[Image box annotation records]
--------

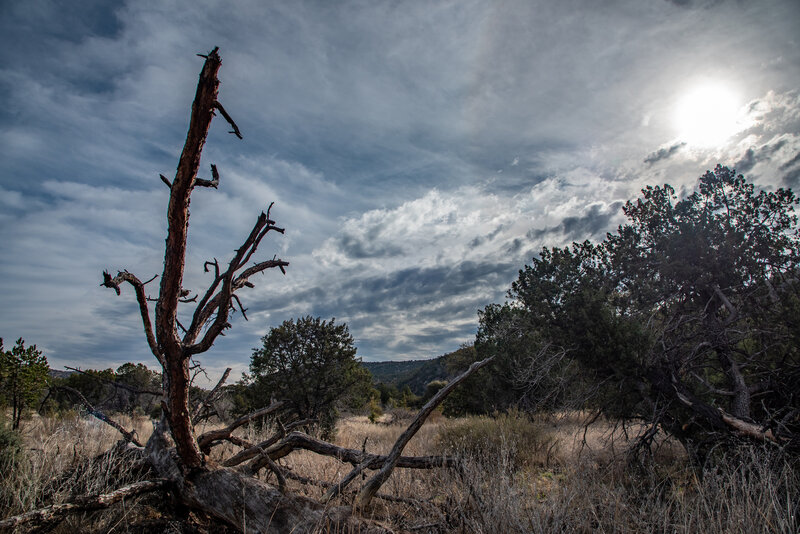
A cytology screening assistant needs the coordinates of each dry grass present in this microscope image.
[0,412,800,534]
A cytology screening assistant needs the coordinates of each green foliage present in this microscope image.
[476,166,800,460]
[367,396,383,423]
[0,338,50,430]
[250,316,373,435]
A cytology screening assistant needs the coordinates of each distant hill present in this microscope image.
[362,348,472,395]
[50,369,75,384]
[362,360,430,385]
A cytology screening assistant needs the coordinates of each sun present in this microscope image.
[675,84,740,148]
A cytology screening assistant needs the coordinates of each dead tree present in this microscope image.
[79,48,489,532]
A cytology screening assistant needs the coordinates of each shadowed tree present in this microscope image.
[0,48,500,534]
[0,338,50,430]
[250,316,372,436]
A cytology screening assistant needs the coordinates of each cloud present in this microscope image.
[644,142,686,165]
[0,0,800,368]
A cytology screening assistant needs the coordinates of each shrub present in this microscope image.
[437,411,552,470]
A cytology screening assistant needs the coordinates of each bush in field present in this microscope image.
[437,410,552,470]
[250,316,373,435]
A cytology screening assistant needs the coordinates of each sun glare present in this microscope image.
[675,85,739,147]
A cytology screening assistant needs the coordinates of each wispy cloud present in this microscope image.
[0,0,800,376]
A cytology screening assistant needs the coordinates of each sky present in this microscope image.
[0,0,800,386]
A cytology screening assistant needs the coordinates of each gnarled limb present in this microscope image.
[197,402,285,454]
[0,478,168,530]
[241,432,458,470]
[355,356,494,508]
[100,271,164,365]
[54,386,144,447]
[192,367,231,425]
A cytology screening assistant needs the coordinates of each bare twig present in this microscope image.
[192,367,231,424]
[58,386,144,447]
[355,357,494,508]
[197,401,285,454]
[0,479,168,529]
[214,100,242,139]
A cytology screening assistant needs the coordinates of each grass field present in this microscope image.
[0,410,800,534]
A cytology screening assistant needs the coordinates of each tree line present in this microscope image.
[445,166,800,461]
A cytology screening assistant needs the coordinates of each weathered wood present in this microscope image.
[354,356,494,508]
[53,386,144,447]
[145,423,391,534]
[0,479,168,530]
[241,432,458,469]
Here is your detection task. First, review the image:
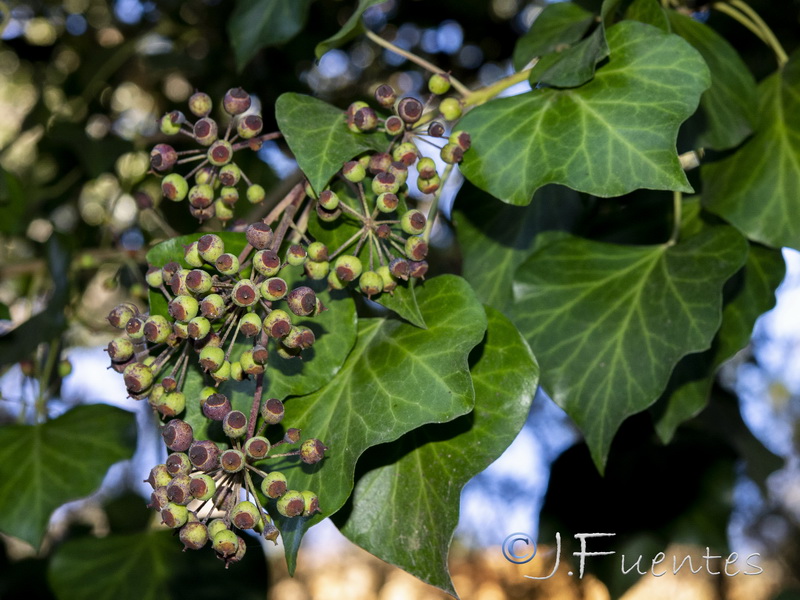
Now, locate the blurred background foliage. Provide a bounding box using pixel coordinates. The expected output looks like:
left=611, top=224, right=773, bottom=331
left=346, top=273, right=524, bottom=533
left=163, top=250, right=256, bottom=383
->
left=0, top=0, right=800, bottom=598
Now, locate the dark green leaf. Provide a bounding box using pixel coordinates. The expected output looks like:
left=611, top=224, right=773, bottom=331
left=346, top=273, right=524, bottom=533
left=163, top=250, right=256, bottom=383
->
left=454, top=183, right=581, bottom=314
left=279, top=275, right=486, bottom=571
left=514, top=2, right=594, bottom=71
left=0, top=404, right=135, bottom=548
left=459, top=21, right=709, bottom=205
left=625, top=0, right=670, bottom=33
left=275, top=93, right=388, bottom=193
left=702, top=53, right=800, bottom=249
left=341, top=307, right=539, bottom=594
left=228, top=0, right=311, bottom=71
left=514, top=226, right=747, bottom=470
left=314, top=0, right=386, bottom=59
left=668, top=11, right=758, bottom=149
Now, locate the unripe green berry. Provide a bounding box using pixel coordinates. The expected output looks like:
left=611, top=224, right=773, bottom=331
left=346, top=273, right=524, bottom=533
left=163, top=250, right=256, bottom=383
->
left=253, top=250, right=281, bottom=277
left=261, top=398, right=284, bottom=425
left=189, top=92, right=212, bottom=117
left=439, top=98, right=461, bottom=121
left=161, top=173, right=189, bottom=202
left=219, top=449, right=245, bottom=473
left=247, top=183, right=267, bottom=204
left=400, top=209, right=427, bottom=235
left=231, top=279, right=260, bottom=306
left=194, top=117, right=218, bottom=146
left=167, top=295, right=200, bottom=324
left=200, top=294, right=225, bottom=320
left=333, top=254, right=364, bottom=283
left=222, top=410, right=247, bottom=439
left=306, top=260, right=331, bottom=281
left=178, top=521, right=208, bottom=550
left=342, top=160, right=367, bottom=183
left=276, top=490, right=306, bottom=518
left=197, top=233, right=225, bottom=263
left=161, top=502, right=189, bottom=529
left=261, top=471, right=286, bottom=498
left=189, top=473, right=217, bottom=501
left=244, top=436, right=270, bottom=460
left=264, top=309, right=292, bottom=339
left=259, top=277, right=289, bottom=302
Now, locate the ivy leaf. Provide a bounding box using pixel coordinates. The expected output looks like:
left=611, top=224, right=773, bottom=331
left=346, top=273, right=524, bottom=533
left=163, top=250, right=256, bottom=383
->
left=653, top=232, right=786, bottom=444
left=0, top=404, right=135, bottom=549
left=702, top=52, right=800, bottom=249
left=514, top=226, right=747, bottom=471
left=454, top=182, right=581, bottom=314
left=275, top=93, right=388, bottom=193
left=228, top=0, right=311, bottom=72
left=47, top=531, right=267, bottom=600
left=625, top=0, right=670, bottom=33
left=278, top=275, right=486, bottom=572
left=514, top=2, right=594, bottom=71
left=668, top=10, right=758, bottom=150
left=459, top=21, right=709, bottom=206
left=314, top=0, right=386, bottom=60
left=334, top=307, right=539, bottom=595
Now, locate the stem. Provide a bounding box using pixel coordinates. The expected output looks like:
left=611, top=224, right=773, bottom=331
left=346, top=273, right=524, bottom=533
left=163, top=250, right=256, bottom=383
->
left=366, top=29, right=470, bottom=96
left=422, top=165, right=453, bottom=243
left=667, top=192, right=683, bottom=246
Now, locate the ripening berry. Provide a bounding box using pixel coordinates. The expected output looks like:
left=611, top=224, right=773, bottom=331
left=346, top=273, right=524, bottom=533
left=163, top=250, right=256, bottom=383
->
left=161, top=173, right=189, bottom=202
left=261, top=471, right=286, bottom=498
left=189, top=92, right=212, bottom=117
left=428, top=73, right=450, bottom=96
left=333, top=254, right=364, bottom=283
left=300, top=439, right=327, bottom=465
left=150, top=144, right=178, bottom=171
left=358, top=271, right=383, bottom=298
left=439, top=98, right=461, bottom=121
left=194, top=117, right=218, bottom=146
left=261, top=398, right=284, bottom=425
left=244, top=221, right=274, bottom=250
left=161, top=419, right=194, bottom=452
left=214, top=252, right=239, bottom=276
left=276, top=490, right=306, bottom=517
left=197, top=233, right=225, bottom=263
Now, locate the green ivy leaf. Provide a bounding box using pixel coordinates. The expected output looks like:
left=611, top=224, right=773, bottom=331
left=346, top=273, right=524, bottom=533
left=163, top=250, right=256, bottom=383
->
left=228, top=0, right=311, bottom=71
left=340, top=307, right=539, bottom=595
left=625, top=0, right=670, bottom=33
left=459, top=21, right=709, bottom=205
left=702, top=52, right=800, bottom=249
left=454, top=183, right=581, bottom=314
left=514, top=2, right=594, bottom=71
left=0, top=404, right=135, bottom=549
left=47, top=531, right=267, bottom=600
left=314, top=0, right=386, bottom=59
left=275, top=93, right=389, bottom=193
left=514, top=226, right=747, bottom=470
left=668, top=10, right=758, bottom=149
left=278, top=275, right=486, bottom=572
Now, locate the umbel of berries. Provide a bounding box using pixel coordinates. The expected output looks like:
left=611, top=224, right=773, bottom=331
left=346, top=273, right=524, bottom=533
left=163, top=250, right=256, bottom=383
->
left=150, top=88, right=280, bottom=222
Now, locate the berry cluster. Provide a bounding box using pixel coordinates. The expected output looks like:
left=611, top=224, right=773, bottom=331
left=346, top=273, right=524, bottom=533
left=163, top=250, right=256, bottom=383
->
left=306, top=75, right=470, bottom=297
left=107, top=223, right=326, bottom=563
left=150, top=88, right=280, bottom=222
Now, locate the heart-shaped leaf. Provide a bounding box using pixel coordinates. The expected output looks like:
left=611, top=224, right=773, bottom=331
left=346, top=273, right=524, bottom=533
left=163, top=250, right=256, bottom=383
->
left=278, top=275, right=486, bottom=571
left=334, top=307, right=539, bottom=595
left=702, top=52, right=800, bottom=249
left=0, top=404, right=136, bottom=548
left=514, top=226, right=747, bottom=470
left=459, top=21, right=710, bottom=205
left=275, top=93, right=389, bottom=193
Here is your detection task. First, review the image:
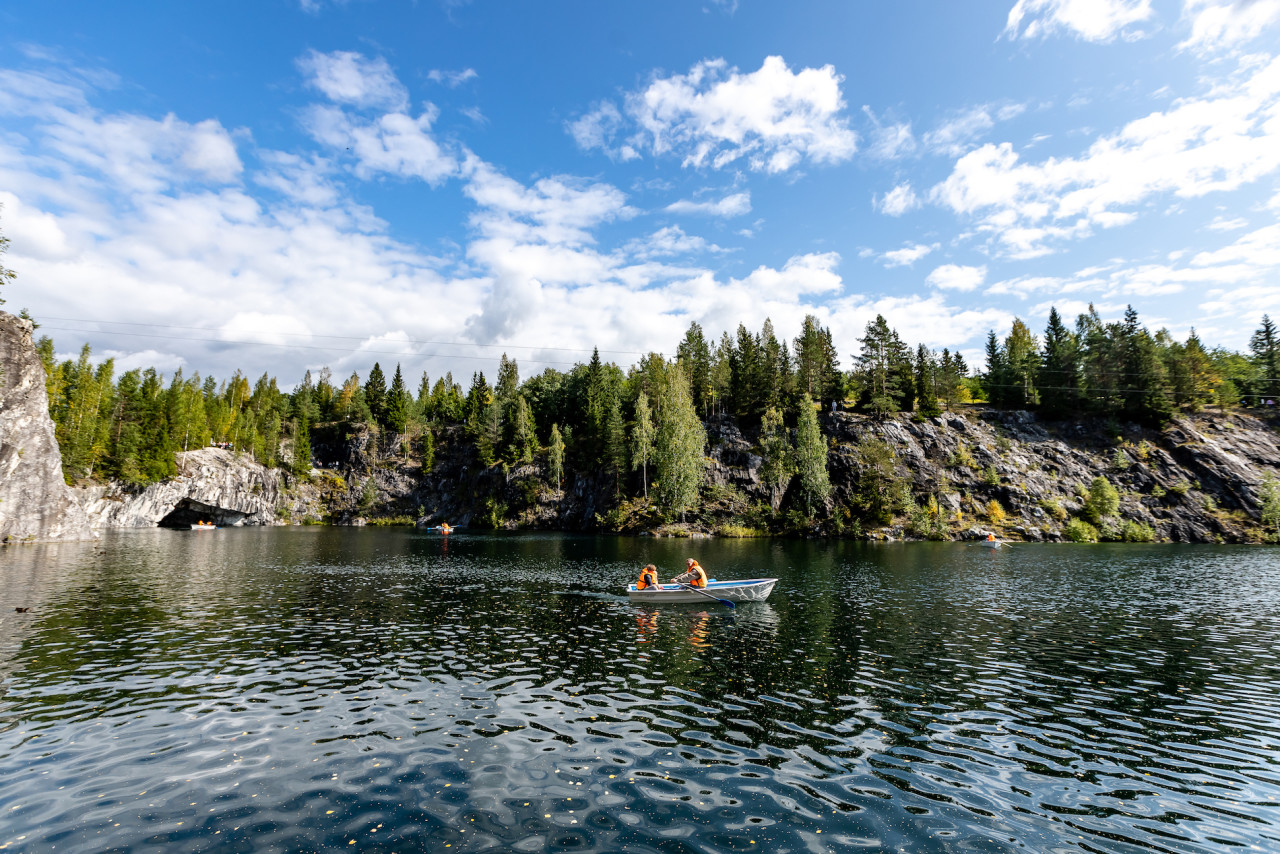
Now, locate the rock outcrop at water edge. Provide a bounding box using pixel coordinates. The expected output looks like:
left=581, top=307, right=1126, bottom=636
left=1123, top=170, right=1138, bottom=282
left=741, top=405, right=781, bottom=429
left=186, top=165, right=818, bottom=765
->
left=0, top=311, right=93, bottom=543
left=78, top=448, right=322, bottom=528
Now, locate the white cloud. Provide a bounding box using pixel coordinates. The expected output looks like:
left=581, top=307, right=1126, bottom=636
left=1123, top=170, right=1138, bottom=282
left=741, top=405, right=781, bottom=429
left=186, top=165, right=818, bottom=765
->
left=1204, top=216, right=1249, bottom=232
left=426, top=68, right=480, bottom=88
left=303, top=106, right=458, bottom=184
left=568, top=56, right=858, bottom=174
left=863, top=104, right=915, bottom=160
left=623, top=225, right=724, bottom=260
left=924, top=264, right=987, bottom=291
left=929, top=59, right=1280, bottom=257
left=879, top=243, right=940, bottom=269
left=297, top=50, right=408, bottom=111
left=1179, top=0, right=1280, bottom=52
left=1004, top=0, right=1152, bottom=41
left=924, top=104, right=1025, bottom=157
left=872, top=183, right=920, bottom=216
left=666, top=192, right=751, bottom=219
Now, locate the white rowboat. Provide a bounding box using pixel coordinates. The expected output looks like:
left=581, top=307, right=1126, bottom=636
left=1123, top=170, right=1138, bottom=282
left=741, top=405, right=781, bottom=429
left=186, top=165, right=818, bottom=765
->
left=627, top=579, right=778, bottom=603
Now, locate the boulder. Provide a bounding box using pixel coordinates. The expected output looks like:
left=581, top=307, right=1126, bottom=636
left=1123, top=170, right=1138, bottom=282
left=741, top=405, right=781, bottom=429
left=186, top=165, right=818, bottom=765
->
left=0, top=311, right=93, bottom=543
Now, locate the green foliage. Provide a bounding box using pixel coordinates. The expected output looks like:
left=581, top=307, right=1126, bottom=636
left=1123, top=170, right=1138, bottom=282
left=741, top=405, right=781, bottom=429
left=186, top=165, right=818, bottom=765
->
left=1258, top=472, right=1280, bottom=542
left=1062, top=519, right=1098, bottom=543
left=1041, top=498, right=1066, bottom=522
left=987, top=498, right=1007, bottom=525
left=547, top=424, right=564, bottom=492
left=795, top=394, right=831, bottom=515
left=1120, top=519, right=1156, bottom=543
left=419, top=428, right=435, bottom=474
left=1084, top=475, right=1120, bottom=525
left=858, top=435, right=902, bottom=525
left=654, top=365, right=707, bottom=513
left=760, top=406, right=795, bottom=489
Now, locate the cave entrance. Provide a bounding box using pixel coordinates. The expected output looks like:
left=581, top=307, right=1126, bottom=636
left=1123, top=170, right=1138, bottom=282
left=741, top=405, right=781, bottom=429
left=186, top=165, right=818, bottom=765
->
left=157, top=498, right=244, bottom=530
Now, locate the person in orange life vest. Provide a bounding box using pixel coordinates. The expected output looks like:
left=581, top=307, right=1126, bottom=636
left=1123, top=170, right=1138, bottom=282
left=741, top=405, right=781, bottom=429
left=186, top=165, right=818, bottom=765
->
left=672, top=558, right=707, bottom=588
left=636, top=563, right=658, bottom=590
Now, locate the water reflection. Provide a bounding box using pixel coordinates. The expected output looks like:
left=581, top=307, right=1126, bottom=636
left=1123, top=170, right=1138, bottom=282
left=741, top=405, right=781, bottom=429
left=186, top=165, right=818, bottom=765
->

--------

• **REQUEST**:
Starting at the line containing "Now, locate the dark" and ending after the line containing "left=668, top=11, right=758, bottom=149", reproduce those lines with "dark green leaf" swapped for "deep green leaf" and nothing else changed.

• **SOLUTION FOR THIS EXERCISE**:
Now, locate the deep green leaf. Provide a bounding box using pixel coordinates. The expected output looks like:
left=611, top=224, right=773, bottom=331
left=346, top=273, right=524, bottom=533
left=163, top=250, right=256, bottom=383
->
left=454, top=183, right=581, bottom=314
left=279, top=275, right=486, bottom=571
left=514, top=2, right=594, bottom=71
left=0, top=404, right=135, bottom=548
left=459, top=21, right=709, bottom=205
left=625, top=0, right=670, bottom=33
left=275, top=93, right=388, bottom=193
left=702, top=53, right=800, bottom=249
left=341, top=307, right=539, bottom=594
left=228, top=0, right=311, bottom=71
left=514, top=226, right=747, bottom=470
left=314, top=0, right=386, bottom=59
left=668, top=11, right=758, bottom=149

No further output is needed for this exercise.